▸ **Request**
Reproduce the line that contains "of the navy" and every line after it through the end of the records, exactly, with nothing added.

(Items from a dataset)
## Start
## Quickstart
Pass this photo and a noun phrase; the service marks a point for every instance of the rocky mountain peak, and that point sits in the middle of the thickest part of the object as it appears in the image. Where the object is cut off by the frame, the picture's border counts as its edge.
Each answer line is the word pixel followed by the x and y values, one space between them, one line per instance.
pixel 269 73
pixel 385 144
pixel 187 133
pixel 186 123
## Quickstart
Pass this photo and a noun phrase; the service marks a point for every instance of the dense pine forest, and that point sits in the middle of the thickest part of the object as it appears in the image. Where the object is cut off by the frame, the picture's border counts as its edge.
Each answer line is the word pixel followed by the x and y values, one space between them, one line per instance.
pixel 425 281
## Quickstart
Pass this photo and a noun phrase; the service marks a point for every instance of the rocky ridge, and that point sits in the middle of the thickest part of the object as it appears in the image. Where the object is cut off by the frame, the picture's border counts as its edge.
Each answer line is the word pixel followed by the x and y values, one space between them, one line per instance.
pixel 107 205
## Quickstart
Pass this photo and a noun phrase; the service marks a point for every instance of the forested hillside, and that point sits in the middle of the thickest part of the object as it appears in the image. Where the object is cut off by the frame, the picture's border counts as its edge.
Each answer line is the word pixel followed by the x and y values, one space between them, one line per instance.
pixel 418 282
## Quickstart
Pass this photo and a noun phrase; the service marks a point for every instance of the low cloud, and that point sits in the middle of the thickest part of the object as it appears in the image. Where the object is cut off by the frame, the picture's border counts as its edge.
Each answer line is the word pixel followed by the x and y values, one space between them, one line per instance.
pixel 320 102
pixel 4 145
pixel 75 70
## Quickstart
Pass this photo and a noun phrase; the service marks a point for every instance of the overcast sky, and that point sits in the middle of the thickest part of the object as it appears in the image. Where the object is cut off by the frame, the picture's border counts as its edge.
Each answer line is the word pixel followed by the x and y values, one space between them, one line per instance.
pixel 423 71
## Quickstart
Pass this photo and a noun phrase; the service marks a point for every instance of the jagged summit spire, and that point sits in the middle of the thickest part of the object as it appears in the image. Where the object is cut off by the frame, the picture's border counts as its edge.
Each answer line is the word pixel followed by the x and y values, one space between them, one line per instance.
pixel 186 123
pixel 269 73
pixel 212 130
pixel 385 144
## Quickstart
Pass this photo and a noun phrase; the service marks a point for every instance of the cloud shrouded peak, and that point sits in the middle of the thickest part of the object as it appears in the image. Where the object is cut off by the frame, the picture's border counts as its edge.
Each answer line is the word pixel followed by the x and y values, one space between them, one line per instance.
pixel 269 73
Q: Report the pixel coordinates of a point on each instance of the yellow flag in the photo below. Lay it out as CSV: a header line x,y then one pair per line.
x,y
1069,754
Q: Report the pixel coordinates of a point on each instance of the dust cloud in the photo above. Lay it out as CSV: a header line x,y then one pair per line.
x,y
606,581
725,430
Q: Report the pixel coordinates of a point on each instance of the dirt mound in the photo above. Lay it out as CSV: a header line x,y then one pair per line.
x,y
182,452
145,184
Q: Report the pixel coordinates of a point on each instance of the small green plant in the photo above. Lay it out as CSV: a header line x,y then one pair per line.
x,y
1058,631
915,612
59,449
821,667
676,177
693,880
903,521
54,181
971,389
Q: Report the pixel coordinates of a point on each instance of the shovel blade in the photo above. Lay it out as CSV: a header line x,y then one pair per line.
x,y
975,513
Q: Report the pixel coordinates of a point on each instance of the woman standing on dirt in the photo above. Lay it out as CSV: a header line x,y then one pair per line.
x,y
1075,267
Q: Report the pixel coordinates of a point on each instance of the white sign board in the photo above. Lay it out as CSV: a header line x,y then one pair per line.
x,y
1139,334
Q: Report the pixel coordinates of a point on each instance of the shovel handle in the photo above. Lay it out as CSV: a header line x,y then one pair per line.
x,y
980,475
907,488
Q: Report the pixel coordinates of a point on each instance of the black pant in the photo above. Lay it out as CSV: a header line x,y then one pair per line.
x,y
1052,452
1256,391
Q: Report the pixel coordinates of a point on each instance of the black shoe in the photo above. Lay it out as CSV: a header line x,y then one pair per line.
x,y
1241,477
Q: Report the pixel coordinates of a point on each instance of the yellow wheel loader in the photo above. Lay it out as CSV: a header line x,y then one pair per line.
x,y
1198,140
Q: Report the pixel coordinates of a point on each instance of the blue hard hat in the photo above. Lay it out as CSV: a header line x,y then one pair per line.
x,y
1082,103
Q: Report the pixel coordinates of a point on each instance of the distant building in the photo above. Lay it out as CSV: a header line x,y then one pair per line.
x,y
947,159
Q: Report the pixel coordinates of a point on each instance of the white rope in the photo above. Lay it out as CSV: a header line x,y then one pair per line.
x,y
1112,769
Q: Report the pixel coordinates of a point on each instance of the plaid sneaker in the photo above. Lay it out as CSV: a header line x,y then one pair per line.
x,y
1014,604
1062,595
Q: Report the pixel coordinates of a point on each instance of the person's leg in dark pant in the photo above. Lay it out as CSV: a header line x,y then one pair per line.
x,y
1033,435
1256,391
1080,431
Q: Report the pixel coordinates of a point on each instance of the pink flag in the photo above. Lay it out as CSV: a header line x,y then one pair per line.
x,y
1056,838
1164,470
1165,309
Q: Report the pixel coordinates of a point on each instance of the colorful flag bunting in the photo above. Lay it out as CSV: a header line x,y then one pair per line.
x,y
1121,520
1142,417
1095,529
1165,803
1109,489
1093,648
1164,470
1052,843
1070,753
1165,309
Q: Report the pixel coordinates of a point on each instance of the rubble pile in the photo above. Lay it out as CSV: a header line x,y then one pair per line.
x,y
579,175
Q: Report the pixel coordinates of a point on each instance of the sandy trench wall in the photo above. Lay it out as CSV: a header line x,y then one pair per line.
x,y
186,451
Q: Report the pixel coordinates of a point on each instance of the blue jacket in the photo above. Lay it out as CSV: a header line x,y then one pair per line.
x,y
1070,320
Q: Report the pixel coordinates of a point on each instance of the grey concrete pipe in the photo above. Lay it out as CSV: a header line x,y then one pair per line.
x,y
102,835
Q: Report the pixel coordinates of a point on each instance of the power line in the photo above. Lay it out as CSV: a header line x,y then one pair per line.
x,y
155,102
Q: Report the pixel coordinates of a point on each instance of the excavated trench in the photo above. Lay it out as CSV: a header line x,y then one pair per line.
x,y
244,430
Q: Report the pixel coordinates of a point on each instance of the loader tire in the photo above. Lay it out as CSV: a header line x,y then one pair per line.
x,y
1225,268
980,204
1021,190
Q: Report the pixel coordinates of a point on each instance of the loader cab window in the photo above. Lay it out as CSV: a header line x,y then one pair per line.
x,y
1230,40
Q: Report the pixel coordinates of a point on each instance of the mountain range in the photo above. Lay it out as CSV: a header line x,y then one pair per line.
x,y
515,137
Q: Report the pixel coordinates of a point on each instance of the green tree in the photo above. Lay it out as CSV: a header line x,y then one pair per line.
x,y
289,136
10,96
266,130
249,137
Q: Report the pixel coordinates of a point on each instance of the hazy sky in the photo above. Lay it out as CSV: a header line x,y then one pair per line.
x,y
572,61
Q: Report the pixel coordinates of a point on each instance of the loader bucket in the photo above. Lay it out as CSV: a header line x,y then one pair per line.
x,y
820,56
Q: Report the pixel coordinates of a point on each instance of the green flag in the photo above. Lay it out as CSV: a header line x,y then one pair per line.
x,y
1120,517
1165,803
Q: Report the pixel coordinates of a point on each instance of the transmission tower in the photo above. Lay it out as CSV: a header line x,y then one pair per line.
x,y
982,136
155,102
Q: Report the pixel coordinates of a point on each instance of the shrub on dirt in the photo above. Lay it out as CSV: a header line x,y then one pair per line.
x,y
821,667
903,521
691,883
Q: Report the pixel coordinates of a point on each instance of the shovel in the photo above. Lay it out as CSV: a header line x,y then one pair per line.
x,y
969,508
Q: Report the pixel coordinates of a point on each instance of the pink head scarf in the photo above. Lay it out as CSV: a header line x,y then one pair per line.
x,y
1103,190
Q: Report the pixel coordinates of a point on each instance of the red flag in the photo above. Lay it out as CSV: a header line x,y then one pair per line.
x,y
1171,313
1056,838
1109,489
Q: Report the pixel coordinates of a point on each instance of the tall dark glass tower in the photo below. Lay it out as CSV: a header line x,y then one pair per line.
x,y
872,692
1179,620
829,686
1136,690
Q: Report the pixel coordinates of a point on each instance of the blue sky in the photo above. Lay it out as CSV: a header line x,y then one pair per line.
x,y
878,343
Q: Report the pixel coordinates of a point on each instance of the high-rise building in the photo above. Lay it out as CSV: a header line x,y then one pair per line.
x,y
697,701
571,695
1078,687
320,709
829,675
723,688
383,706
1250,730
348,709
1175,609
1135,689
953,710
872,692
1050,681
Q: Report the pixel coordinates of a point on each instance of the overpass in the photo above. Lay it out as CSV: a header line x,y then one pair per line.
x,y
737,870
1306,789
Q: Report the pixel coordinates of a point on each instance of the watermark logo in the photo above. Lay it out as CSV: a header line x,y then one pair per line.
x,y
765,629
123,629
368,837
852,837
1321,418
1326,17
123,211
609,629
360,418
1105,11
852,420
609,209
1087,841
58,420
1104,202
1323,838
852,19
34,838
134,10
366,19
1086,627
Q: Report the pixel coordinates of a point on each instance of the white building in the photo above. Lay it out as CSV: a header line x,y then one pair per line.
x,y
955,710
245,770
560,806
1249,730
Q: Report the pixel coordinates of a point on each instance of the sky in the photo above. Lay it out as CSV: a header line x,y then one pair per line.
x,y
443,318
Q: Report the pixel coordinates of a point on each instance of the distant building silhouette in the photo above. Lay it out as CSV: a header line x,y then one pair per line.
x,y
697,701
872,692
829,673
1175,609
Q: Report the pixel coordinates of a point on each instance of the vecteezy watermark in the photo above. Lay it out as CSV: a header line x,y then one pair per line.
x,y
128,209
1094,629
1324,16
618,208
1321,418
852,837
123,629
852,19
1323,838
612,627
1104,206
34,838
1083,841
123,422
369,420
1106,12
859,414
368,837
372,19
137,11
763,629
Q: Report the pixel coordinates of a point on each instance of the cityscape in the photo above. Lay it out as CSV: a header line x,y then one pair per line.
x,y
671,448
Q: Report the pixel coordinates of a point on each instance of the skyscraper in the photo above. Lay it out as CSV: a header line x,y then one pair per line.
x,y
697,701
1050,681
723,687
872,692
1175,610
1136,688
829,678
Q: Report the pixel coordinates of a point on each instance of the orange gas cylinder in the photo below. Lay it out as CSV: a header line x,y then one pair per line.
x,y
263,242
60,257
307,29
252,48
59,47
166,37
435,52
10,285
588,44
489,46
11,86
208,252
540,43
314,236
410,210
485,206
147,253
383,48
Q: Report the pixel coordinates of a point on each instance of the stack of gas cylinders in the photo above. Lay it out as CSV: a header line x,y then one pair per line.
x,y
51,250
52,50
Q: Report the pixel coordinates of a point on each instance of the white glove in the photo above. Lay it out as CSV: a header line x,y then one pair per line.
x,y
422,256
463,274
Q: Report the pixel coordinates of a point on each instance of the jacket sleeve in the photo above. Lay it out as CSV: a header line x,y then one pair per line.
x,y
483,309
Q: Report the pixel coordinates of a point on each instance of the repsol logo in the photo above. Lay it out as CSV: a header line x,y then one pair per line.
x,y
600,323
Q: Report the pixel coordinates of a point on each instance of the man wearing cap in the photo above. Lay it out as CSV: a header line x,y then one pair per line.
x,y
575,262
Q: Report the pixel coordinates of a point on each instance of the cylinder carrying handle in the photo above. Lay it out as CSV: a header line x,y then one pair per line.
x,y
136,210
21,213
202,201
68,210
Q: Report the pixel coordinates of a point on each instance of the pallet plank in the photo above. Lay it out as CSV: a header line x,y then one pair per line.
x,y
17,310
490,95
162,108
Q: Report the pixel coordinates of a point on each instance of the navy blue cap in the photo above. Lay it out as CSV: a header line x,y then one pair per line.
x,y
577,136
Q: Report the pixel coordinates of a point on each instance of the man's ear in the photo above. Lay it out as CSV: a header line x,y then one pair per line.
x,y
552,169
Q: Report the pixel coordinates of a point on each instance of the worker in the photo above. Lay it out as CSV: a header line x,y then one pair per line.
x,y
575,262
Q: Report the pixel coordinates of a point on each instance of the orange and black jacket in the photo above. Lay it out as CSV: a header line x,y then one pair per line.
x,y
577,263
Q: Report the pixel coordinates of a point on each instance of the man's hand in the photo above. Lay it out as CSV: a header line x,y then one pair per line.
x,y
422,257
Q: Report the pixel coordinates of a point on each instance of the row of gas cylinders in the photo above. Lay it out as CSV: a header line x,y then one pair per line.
## End
▸ **Complete answer**
Q: Report the pixel coordinates of a point on each instance of the navy blue cap in the photo above. Lay it out as CSV: a header line x,y then one pair per line.
x,y
577,136
Q: Report the pixel coordinates of a point on each instance of the man's ear in the photo above. Lay it out as CSV: a header line x,y then one pair per line.
x,y
552,169
Q: Report the pixel coordinates of a point on each instance of the worker in the photo above. Lay it out as CSV: a header line x,y then one pair per line.
x,y
575,262
Q: Report the pixel coordinates of a point on each instance of the orange and black jacket in the photo above. Lay it out as CSV: a header line x,y then one pair per line.
x,y
577,263
Q: Report the pixel coordinates of a point on each instance of the man's hand in the photo above. Lay it out as CSV: a header line x,y then one pair per line.
x,y
422,257
Q: Report the pixel coordinates of a point on each instance of the row of gas cylinders in the photo above. Lay it out as CSV: a header line x,y then one pair per line.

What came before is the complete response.